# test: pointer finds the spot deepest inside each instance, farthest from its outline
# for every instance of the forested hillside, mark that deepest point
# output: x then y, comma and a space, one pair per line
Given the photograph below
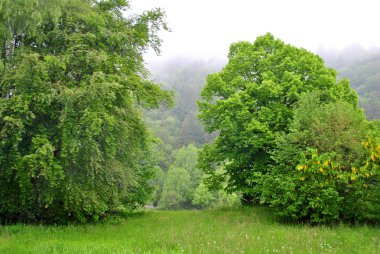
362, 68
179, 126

================

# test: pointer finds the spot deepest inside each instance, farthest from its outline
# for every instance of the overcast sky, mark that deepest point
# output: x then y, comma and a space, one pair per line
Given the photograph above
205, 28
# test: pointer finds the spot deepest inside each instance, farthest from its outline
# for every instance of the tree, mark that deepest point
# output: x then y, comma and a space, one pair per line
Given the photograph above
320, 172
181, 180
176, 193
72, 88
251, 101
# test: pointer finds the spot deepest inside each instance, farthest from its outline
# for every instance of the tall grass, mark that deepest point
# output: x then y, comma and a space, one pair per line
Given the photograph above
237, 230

================

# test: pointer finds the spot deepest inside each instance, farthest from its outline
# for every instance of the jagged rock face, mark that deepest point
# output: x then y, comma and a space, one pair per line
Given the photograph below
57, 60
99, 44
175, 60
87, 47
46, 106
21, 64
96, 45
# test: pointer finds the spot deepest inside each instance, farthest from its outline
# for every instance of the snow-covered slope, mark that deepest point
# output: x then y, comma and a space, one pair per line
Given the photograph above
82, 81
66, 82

================

• YOUR INSTRUCTIONS:
List every line in the material above that contains the word "mark".

• SOLUTION FOR THIS PROBLEM:
# for every instance of the forested hillside, mark that deepest point
# for every instance of the overcast sky, mark that deepest point
# for every instance of the tree, mark that deepest point
# for every instance of the tall grass, mark that deepest point
# for every instance of the jagged rock face, mark that deepest point
# for every instance of the snow-covered slope, mark that deepest point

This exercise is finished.